* _Travail demandé_
**a.** D'après l'extrait consacré au Grand Budapest Hotel, qui a composé la bande originale du film ?
**b.** Recopiez fidèlement le passage de l'extrait consacré au Grand Budapest Hotel qui commence par « Dans le GRAND » et s'achève sur « dandy des cinéastes. ».

* _Extrait du texte_
↓↓↓

Dans le GRAND BUDAPEST HOTEL de Wes Anderson, l’illusion comme rempart contre la mort

« He certainly sustained the illusion with a marvellous grace » (« Ce qui est sûr, c’est qu’il a maintenu l’illusion avec une grâce merveilleuse ») : cette phrase exquise qui vient en conclusion de l’histoire du Grand Budapest Hotel est la clé de l’œuvre de Wes Anderson. S’appliquant aussi bien à la vie de Monsieur Gustave (Ralph Fiennes) qu’à l’élaboration du film dont il est le héros, elle met en lumière les convictions qui fondent en réalité tous les longs-métrages du plus dandy des cinéastes.

 

Les histoires de Wes Anderson s’abreuvent à deux sources si proches qu’il peut être difficile de les distinguer, telles des jumelles : le passé et l’enfance. D’abord indirecte (la bande-son sixties de Rushmore, les figures tutélaires de Cousteau et Bowie dans La vie aquatique) ou sous-jacente (l’incapacité à surmonter les traumas d’enfance au sein de La famille Tenenbaum), cette double attraction, puissante, s’est solidement imposée comme le centre de gravité des films les plus récents du cinéaste : Fantastic Mr. Fox adapte une œuvre de littérature jeunesse et maintient son récit à l’époque de la parution de celle-ci (1970), Moonrise kingdom suit deux amoureux âgés de douze ans en 1965. Dans The Grand Budapest Hotel, la machine à remonter dans le temps bricolée par Wes Anderson est plus pétaradante que jamais. À son bord ce n’est plus à un aller simple express que nous sommes conviés mais à un voyage en omnibus, avec des arrêts en 1985 et 1968 sur la route de l’automne 1932. Au début du film, ce parcours fait l’effet d’un plaisir enchanteur mais frivole ; la raison des escales devient évidente – mais émouvante – lorsque l’on emprunte de nouveau la même voie, dans le sens inverse, au moment de la conclusion. Logiquement, on y reviendra donc au terme de ce texte.

The Grand Budapest Hotel est le premier film de Wes Anderson à prendre du recul vis-à-vis de l’univers fantasmé par son protagoniste

En apparence, l’enfance s’efface par contre du tableau du Grand Budapest Hotel. En apparence seulement. Car s’il n’y a (presque) plus d’enfants à l’écran, toute la matière dont est fait le film retombe en enfance, portée par le souffle de la bande-originale délicieusement ludique composée par Alexandre Desplat. À la fin de Moonrise kingdom le héros déconstruisait pour nous la partition du film ; ici on a l’impression que Desplat assemble sa musique à partir des bruits que le film lui fournit (les secousses du train sur ses rails, le grincement du téléphérique), comme des briques de Lego. L’expression consacrée de « retomber » en enfance, comme ses semblables « régresser » et « retourner », est malvenue car porteuse d’une couleur négative infondée dans le cas de The Grand Budapest Hotel, qui ne cesse de s’élever et de s’ennoblir à mesure que son auteur y ressuscite des pans entiers d’une glorieuse enfance de l’art. Les références du cinéma contemporain de la période où l’action se déroule n’ont rien de fictif, contrairement au lieu qui lui sert de théâtre (la république de Zubrowka). Les comédies libertaires, sophistiquées et survoltées de Lubitsch – Haute pègre, Sérénade à trois et autres – servent de fil rouge à l’intrigue, mais Wes Anderson étend son invitation à beaucoup d’autres, le temps d’une séquence (Lang pour la poursuite dans le musée ; les Marx Brothers pour l’évasion de la prison) ou d’une mise en place (un train aux transparences hitchcockiennes ; une prairie où tout, du décor aux costumes et à l’objectif de la caméra, nous ramène chez Murnau).

↑↑↑

* _Données fournies_
↓↓↓

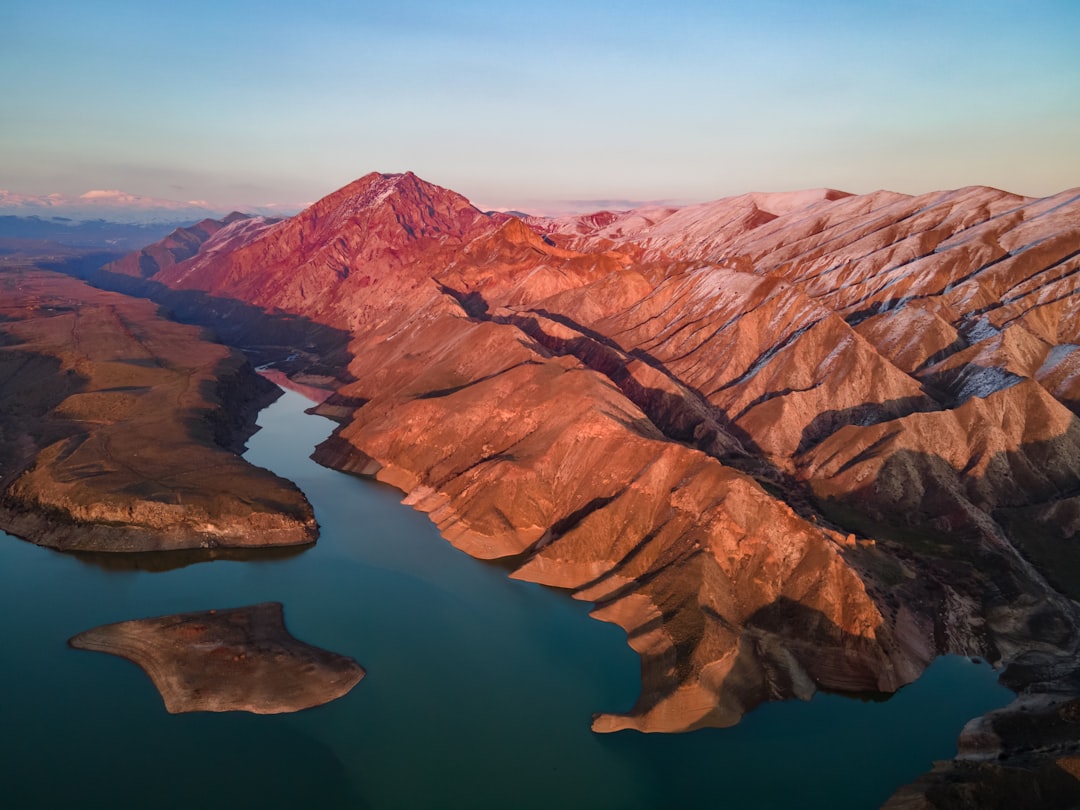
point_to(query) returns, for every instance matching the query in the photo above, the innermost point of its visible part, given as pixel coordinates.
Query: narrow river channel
(478, 692)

↑↑↑

* _Réponses apportées_
**a.** Alexandre Desplat.

**b.**
Dans le GRAND BUDAPEST HOTEL de Wes Anderson, l’illusion comme rempart contre la mort

« He certainly sustained the illusion with a marvellous grace » (« Ce qui est sûr, c’est qu’il a maintenu l’illusion avec une grâce merveilleuse ») : cette phrase exquise qui vient en conclusion de l’histoire du Grand Budapest Hotel est la clé de l’œuvre de Wes Anderson. S’appliquant aussi bien à la vie de Monsieur Gustave (Ralph Fiennes) qu’à l’élaboration du film dont il est le héros, elle met en lumière les convictions qui fondent en réalité tous les longs-métrages du plus dandy des cinéastes.